- Written task:
Your copy of the material below should match it exactly, except that it holds no pictures.

━━━━━━━━

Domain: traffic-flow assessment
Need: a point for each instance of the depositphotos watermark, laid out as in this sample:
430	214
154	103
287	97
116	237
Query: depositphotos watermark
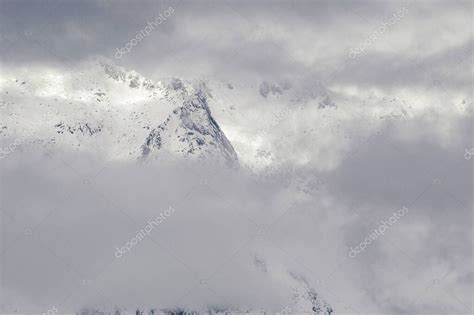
145	32
146	231
379	31
377	232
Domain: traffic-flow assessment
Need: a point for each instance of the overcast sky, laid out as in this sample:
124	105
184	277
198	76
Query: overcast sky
432	41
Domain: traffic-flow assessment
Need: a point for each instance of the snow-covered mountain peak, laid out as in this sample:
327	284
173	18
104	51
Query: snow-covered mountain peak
191	130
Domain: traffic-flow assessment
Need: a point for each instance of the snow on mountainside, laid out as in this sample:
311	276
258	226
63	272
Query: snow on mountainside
197	131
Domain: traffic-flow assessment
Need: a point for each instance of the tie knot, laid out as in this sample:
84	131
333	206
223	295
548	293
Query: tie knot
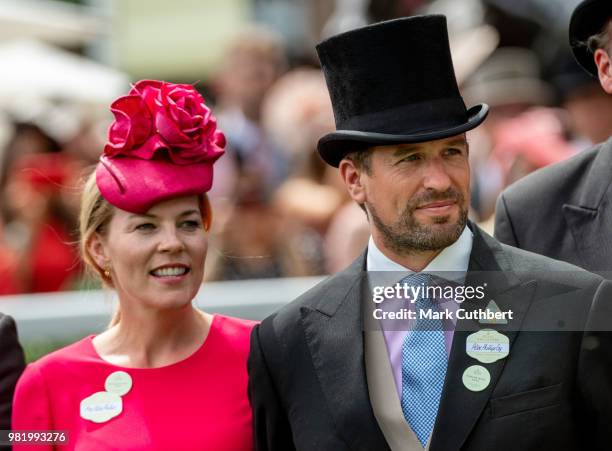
419	283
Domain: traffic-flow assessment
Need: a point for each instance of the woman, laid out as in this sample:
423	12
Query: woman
164	375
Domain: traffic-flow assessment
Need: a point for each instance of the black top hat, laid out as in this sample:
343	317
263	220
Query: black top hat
588	19
392	82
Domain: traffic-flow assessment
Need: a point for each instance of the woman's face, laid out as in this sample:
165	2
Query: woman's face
157	259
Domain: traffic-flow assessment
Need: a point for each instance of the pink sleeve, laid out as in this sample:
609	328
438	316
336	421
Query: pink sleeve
31	410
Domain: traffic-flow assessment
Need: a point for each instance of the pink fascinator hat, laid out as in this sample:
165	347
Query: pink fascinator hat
162	145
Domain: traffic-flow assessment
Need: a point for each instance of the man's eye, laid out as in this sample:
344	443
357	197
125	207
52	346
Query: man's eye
147	226
453	151
409	158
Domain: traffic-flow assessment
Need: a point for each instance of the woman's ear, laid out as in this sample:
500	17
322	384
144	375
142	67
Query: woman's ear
352	177
604	69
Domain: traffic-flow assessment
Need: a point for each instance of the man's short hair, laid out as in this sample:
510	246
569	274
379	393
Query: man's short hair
600	40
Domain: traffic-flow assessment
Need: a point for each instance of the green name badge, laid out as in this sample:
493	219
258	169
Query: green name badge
487	346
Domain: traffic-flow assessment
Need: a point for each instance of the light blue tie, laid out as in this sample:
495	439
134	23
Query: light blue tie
424	364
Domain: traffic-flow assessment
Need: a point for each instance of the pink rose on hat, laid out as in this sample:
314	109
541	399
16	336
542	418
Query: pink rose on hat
159	115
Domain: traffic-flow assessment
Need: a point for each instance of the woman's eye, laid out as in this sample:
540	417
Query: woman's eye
190	224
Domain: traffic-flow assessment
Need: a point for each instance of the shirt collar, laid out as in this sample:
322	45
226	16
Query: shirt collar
455	258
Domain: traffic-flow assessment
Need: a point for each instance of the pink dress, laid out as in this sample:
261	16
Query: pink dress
199	403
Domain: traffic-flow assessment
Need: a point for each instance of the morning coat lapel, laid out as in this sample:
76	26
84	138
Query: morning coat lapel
460	408
589	218
334	334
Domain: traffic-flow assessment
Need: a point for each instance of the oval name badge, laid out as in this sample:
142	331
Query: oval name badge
476	378
101	407
118	382
487	346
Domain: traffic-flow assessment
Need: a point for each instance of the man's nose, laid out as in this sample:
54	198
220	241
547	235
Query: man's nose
170	241
435	176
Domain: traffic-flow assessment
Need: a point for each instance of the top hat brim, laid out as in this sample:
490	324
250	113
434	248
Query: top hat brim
136	185
334	146
587	20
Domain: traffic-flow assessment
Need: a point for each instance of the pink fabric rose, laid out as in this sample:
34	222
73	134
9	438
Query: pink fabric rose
158	115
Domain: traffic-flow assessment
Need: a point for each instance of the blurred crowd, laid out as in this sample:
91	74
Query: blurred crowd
279	211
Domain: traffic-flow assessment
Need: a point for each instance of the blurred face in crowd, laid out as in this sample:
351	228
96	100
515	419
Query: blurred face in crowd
157	259
416	195
590	112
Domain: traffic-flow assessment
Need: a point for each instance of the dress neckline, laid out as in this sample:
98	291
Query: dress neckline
193	355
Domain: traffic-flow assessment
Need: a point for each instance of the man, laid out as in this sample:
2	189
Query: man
322	378
11	367
564	211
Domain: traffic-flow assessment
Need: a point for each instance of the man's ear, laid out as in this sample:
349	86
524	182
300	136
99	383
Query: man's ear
352	178
604	69
96	248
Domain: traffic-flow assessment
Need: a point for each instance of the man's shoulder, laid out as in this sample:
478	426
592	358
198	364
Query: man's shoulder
556	181
323	296
529	265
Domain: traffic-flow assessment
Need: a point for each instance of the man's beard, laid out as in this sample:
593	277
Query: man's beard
407	236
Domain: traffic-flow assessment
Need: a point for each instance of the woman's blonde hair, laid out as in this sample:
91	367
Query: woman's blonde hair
95	214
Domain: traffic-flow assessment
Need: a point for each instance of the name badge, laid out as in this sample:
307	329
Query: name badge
118	382
487	346
101	407
476	378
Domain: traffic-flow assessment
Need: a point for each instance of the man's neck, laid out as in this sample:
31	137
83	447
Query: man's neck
416	261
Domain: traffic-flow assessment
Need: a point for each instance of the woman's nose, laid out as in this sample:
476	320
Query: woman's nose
170	241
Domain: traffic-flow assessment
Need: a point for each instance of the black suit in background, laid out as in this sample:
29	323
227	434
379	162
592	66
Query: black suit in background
563	211
11	367
308	387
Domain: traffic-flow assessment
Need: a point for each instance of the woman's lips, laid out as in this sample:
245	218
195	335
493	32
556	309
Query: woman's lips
440	207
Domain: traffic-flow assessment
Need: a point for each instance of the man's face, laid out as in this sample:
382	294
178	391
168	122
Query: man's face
417	195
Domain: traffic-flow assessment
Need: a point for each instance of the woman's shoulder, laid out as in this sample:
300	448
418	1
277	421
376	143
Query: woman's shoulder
233	332
67	356
55	368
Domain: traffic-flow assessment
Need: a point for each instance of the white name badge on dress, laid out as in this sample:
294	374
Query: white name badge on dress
487	346
101	407
118	382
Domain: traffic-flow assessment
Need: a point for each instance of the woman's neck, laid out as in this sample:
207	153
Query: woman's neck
154	338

━━━━━━━━

- Worked answer:
Domain: traffic-flow assessment
Need: a point for each instance of the depositphotos watermark, laid out as in this sample:
430	214
154	103
287	97
116	237
Query: depositphotos watermark
145	32
146	231
379	31
377	232
Domain: traffic-flow assessment
Need: a point for each instance of the overcast sky, laid out as in this sample:
124	105
184	277
198	76
Query: overcast sky
432	41
Domain: traffic-flow assessment
Need: a point for each instance of the snow-covered mountain peak, laid out as in this sample:
327	284
173	18
104	51
Query: snow-covered mountain peak
191	130
Domain: traffic-flow assessment
Need: a point for each instance of the snow on mountainside, laid out as in this sample:
311	276
258	226
63	272
Query: snow on mountainside
197	131
Domain: traffic-flow assessment
Need: a point for each instance of the tie knot, laid out as in this sample:
84	131
333	206
223	295
548	293
Query: tie knot
419	283
Domain: traffic-flow assessment
Need: a point for each instance of the woman, laid out as in this sample:
423	12
Query: woman
164	375
Domain: traffic-flow assessment
Need: a point for each instance of the black top hat, laid out as in this sample:
343	317
263	220
Query: black top hat
588	19
392	82
Domain: traffic-flow assessment
Need: a point for each instance of the woman's face, laid out as in this sample:
165	2
Query: woman's face
157	259
Domain: traffic-flow assessment
Need: a point for each instance of the pink sleeve, laid out as in this sample:
609	328
438	316
336	421
Query: pink sleeve
31	410
Domain: traffic-flow assessment
Need: a point for each instance of the pink fascinator hat, laid out as in this sample:
165	347
Query: pink fascinator hat
162	145
Domain: traffic-flow assessment
Need: a point for each instance of the man's eye, laid out as in this sample:
344	443
357	197
125	207
52	346
Query: man's eye
147	226
453	151
409	158
Domain: traffic-flow assessment
Need: a point for each instance of the woman's ear, laid out as in this sample:
500	17
322	384
144	375
142	67
Query: woman's ear
352	177
604	69
Domain: traffic-flow assessment
Need: a point for each instance of the man's short hair, laid out as in this sample:
510	246
569	274
379	393
Query: man's short hair
600	40
Domain: traffic-flow assessment
Need: a point for each instance of the green name badge, laid out as in this sample:
493	219
258	169
Query: green name badge
487	346
Domain: traffic-flow assessment
Need: a point for each instance of the light blue tie, laid out as in this sample:
495	439
134	23
Query: light blue tie
424	364
Domain: traffic-flow assessment
Need: a point for each instance of the pink rose on hat, laid out as in this sample:
314	109
541	399
16	336
542	418
Query: pink rose on hat
159	115
Domain: traffic-flow assessment
Need: a point for each instance of the woman's eye, laid out as in this sample:
540	417
Query: woman's eye
190	224
Domain: traffic-flow assessment
Need: a point for each instance of the shirt collar, laid out as in this sample:
322	45
226	16
Query: shirt collar
455	258
Domain: traffic-flow assessment
Need: a point for each instance of the pink dress, laid out as in this sample:
261	16
Query: pink dress
199	403
Domain: traffic-flow assessment
Need: a point for each instance of the morning coat lapel, laid out as in this sample:
76	26
84	138
Query: morning coat lapel
460	408
589	218
334	334
Domain: traffic-flow assessment
Need: a point for each instance of the oval name badge, laid out as in this sample:
142	331
Query: oval name badge
476	378
101	407
118	382
487	346
Domain: traffic-flow assessment
Need: a point for each instance of the man's nose, laid out as in this sample:
54	198
220	241
547	235
Query: man's nose
170	241
435	176
Domain: traffic-flow assessment
Need: a point for each instance of the top hat brim, laid out as in this sample:
490	324
250	113
434	248
Query: top hat brim
136	185
334	146
587	20
Domain: traffic-flow assessment
Need: a point for each instance of the pink fabric rose, laid out as in this sample:
34	222
73	134
9	438
Query: pink fabric rose
158	115
Domain: traffic-flow assessment
Need: a point for each instance of the blurred crowd, laid out as in this sample:
91	74
Query: blurred crowd
279	211
Domain: traffic-flow assessment
Need: a point for each instance of the blurred face in crowd, laid out as in this sample:
351	228
96	100
515	419
Query: blurred face in crowd
157	259
416	195
590	112
Domain: traffic-flow assessment
Need: a point for each instance of the dress neckline, laid out as in this sample:
98	291
Query: dress neckline
193	355
Domain: traffic-flow assessment
Need: a point for each instance of the man, laid out as in this sample:
2	189
Query: man
322	378
11	367
564	211
Domain: traffic-flow assessment
Need: a point for each instance of the man's ear, laid out as in this sample:
349	86
524	182
300	136
99	383
Query: man's ear
352	178
604	69
96	248
Domain: traffic-flow assessment
Need: a point for each instance of the man's shoulder, laid out as in this sample:
478	426
592	358
198	364
Query: man's shoulder
556	181
323	296
529	265
Domain: traffic-flow assessment
Need: a point for each instance of the man's beard, laid out as in this sample:
593	277
Query: man's beard
407	236
Domain: traffic-flow assessment
Need: a point for each instance of the woman's blonde hair, laid out as in this sample:
91	367
Query: woman's blonde hair
95	214
Domain: traffic-flow assessment
Need: a point for each instance of the name badge, laid out as in this sample:
307	329
Query: name badge
118	382
487	346
101	407
476	378
Domain: traffic-flow assessment
Need: a point for each instance of the man's neck, laid out as in this sample:
31	137
83	447
Query: man's neck
416	261
Domain: traffic-flow assessment
Need: a point for each instance of the woman's nose, laid out as in this sample:
476	320
Query: woman's nose
170	241
Domain: traffic-flow assessment
Need: a point for each instance of the black suit in background, laid out as in this sample:
29	323
227	434
379	162
592	66
Query: black suit in background
563	211
11	367
308	387
Domain: traffic-flow assessment
Need: a point for each instance of the woman's lips, laid out as in this sample:
245	218
195	335
493	32
556	309
Query: woman's lips
440	207
Domain: traffic-flow assessment
Need: a point for each instance of the man's face, laid out as in this sample:
382	294
178	391
168	122
Query: man's face
417	195
Domain: traffic-flow assessment
Need: a point for each instance of the woman's shoulder, laid out as in this sample:
300	448
418	1
277	421
376	143
Query: woman's shoulder
233	332
67	356
55	368
Domain: traffic-flow assessment
Need: a point for each instance of the white name badge on dress, laid out as in this sample:
294	374
Query: white name badge on dress
487	346
101	407
118	382
Domain: traffic-flow assessment
Need: a point for each instance of the woman's neck, laid out as in this sample:
207	153
Query: woman's neck
154	338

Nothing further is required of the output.